§ **TEXT PASSAGE**:
<<<<

The Motley Fool UK Discussion Boards

Previous Page

Personal Shares Boards / Paulypilot's Pub - Share Ideas

URL:  http://boards.fool.co.uk/im-surprised-there-has-been-no-further-comment-on-12489657.aspx

Subject:  Re: NFSC 2012 – Eros Int (EROS) – In Date:  23/02/2012  12:34
Author:  CantEatValue Number:  136660 of 149787

I'm surprised there has been no further comment on this share as it's quite an interesting case and has garnered a lot of recs. The story looks good, the profits look good and the potential looks even better.

However, I'm now going to argue that not everything is as rosy as it currently seems. I'm a bit old fashioned in that I think the value of a business is the present value of the future cash flows it can generate. EROS, as it currently stands, does not generate any cash flow. It burns cash at a pretty sizeable rate and has done for the past five years.

>>>>

§ **GIVEN REQUEST**: Please repeat the stretch of the forum post from "I'm surprised there" through "looks even better.", swapping "profits" for "earnings".

§ **GIVEN ENTRIES**:
<<<<

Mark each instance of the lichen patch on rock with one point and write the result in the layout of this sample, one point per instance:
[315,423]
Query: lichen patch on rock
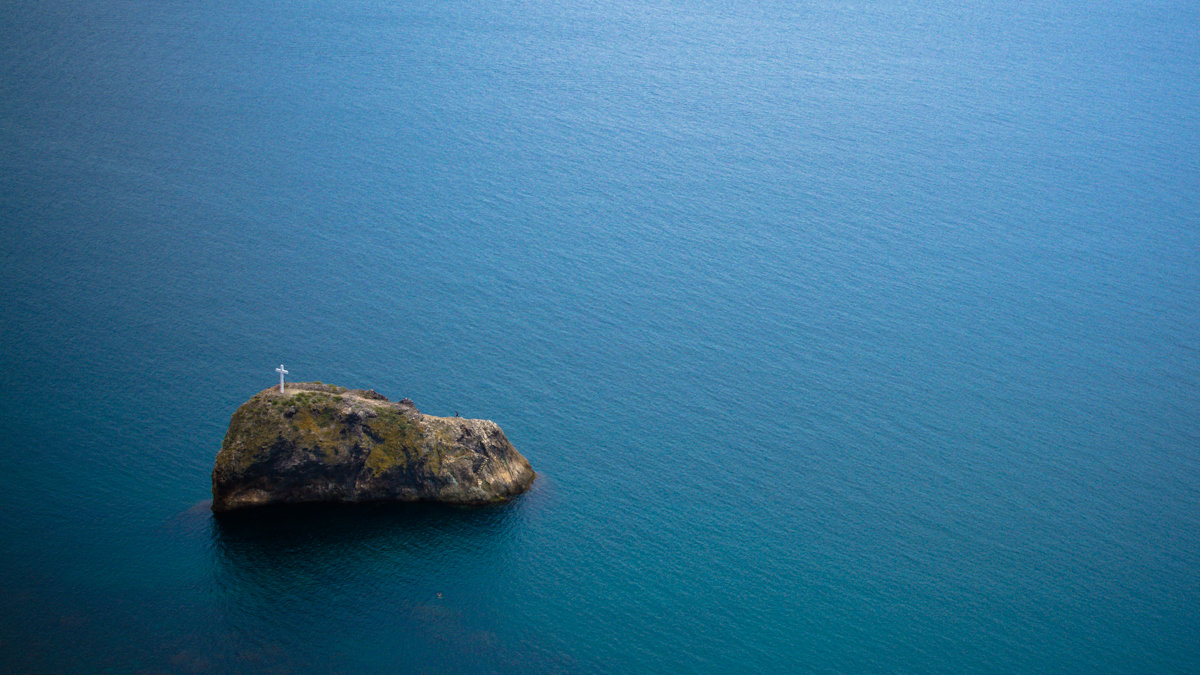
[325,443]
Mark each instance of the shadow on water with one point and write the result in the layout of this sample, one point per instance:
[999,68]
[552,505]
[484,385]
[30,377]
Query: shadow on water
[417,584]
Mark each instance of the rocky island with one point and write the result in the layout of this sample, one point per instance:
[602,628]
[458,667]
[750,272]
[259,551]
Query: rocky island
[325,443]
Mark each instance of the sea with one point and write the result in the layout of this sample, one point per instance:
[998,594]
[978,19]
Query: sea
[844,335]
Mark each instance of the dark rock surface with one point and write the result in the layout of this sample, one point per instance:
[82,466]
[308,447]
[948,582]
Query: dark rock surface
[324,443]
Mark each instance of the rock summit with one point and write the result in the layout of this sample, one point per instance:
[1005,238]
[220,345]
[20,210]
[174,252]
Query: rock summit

>>>>

§ **OUTPUT**:
I'm surprised there has been no further comment on this share as it's quite an interesting case and has garnered a lot of recs. The story looks good, the earnings look good and the potential looks even better.